[Supplied text]
====================
I am wondering how to create a tibble from a list, where one sublist contains another list of variables for some entries, while the same sublist contains only the variables for other entries. That is a bit vague, so I hope that the following example---which is based on this question (How to create data frame from list, selecting which sublist to focus on)---will help:
library(tidyverse)
listexample = list(books = list(list(
title="Book 1",
entry = "entry 1",
publisher = "Books Unlimited",
authors = list(
list(name="bob", location="north dakota",
subject = list(
list(area="Fiction", abbrev="FI"),
list(area="Mystery", abbrev="MY"))),
list(name="susan", location="california",
subject = list(area="Fiction", abbrev="FI")),
list(name="tim",
subject = list(
list(area="Fiction", abbrev="FI"),
list(area="Mystery", abbrev="MY"),
list(area="Suspense", abbrev="SU")))),
isbn = "1358",
universities = list(
list(univ="univ1"),
list(univ="univ2"))
),
list(
title="Book 2",
entry = "entry 2",
publisher = "Books Unified",
authors = list(
list(name="tom", location="north dakota",
subject = list(
list(area="Fiction", abbrev="FI"),
list(area="Mystery", abbrev="MY"))),
list(name="sally", location="california",
subject = list(
list(area="Nonfiction", abbrev="NF"),
list(area="Biography", abbrev="BIO"))),
list(name="erica", location="berlin",
subject = list(area="Fiction", abbrev="FI"))),
isbn = "1258",
universities = list(
list(univ="univ5"),
list(univ="univ2"),
list(univ="univ99"),
list(univ="univ2"),
list(univ="univ3"))
)
),
misc = list(name="Jim Smith", location="Alaska"))
====================
[Challenges]
(a) Reproduce the R nested-list question above word for word, including every line of its code.
(b) Locate every line in the listing below that contains the string "house", and copy each of those lines in full.

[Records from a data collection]
====================
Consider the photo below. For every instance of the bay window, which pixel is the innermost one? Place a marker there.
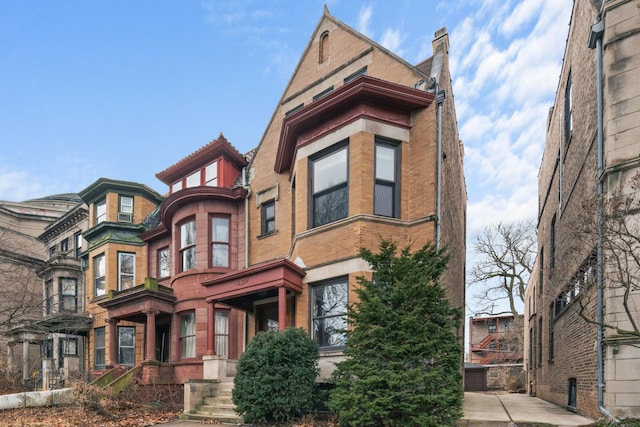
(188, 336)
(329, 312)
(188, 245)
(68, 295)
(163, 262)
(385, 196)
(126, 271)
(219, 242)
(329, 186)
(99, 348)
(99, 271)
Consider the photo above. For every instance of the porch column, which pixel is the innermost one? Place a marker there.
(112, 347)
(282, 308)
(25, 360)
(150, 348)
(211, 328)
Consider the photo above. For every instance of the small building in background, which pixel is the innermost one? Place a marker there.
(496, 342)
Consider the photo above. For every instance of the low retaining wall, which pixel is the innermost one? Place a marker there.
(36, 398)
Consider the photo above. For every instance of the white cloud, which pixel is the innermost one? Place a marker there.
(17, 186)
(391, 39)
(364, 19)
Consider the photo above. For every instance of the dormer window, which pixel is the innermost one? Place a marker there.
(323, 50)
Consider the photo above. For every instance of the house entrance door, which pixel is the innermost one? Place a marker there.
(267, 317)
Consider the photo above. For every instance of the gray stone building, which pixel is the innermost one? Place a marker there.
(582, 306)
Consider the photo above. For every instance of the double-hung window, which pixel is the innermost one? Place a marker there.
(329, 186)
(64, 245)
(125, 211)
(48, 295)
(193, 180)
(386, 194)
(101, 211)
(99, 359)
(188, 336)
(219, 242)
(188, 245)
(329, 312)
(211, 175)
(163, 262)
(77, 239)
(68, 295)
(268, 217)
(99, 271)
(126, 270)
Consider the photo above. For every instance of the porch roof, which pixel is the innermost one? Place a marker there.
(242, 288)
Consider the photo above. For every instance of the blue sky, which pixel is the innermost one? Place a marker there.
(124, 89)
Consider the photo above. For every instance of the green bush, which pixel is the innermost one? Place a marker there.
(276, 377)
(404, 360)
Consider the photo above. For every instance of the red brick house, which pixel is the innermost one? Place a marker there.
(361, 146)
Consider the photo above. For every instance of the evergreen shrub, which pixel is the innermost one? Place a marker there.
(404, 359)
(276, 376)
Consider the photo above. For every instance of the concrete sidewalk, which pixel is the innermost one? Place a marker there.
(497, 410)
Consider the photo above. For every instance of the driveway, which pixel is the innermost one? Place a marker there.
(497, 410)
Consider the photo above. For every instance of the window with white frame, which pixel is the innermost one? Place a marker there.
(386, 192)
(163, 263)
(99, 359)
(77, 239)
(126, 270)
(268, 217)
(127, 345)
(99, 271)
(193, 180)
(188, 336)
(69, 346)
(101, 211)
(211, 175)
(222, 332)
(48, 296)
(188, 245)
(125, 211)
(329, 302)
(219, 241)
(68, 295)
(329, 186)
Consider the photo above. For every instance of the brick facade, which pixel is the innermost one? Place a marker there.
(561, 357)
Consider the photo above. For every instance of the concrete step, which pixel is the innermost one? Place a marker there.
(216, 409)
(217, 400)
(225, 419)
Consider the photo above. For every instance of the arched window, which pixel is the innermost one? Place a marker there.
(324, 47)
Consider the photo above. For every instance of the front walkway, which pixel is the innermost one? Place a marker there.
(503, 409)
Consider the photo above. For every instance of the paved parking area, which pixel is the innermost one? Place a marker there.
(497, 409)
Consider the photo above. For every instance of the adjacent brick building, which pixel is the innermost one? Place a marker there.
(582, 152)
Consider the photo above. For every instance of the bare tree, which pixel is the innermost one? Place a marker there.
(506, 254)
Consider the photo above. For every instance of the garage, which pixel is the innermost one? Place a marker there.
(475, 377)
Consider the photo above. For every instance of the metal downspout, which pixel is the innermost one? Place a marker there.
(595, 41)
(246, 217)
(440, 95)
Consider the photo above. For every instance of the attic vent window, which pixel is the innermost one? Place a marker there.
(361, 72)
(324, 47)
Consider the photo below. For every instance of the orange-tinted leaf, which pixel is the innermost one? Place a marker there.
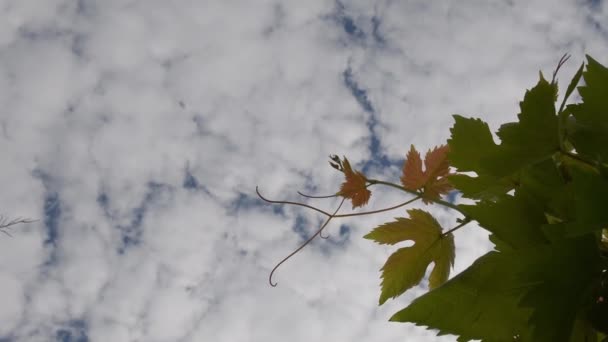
====================
[Results]
(a)
I am wondering how to create a tibble from a list, where one sublist contains another list of variables for some entries, while the same sublist contains only the variables for other entries. That is a bit vague, so I hope that the following example---which is based on this question (How to create data frame from list, selecting which sublist to focus on)---will help:
library(tidyverse)
listexample = list(books = list(list(
title="Book 1",
entry = "entry 1",
publisher = "Books Unlimited",
authors = list(
list(name="bob", location="north dakota",
subject = list(
list(area="Fiction", abbrev="FI"),
list(area="Mystery", abbrev="MY"))),
list(name="susan", location="california",
subject = list(area="Fiction", abbrev="FI")),
list(name="tim",
subject = list(
list(area="Fiction", abbrev="FI"),
list(area="Mystery", abbrev="MY"),
list(area="Suspense", abbrev="SU")))),
isbn = "1358",
universities = list(
list(univ="univ1"),
list(univ="univ2"))
),
list(
title="Book 2",
entry = "entry 2",
publisher = "Books Unified",
authors = list(
list(name="tom", location="north dakota",
subject = list(
list(area="Fiction", abbrev="FI"),
list(area="Mystery", abbrev="MY"))),
list(name="sally", location="california",
subject = list(
list(area="Nonfiction", abbrev="NF"),
list(area="Biography", abbrev="BIO"))),
list(name="erica", location="berlin",
subject = list(area="Fiction", abbrev="FI"))),
isbn = "1258",
universities = list(
list(univ="univ5"),
list(univ="univ2"),
list(univ="univ99"),
list(univ="univ2"),
list(univ="univ3"))
)
),
misc = list(name="Jim Smith", location="Alaska"))

(b)
Consider the photo above. For every instance of the house entrance door, which pixel is the innermost one? Place a marker there.
Consider the photo above. For every instance of the red brick house, which pixel is the innermost one? Place a marker there.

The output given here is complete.